_DESCRIPTION OF THE TASK_.
Check each line below for the word "clicks", then please report how many lines have it and nothing more.

<<<<

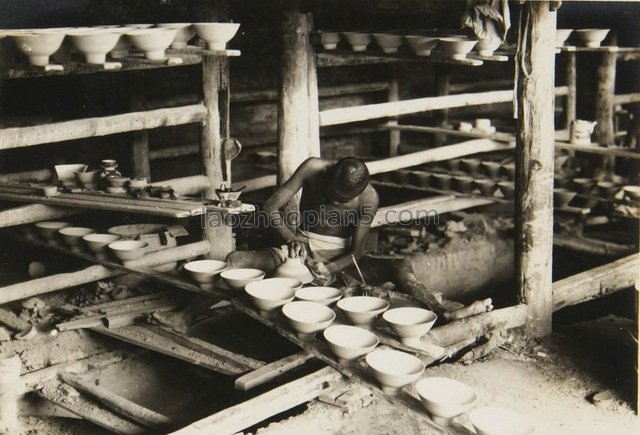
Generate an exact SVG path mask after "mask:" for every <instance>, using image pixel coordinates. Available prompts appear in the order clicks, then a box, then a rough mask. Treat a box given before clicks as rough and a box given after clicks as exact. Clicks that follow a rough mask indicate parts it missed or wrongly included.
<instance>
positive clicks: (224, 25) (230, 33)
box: [193, 23, 240, 50]
mask: <svg viewBox="0 0 640 435" xmlns="http://www.w3.org/2000/svg"><path fill="white" fill-rule="evenodd" d="M193 28H194V29H195V31H196V33H197V34H198V36H199V37H200V39H202V40H203V41H205V42H206V43H207V46H208V47H209V49H210V50H225V49H226V48H227V42H229V41H231V39H232V38H233V37H234V36H235V35H236V33H237V32H238V29H239V28H240V24H239V23H193Z"/></svg>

>>>>

_RESPONSE_.
2